## 任务说明
请把下面记录中的每一行原样打印出来，图片不要放进答案里。

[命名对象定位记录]

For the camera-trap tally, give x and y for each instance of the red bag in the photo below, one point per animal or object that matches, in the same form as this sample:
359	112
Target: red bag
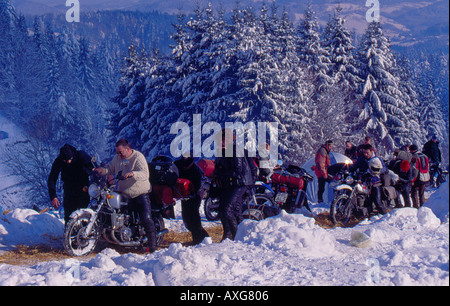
163	194
183	188
207	167
289	180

## 完成结果
For the camera-trap tally, give x and y for each instance of the red bag in the photo below, one point per animal or object that matches, in the same form as this sample:
359	112
Target: red bag
163	194
183	188
207	167
289	180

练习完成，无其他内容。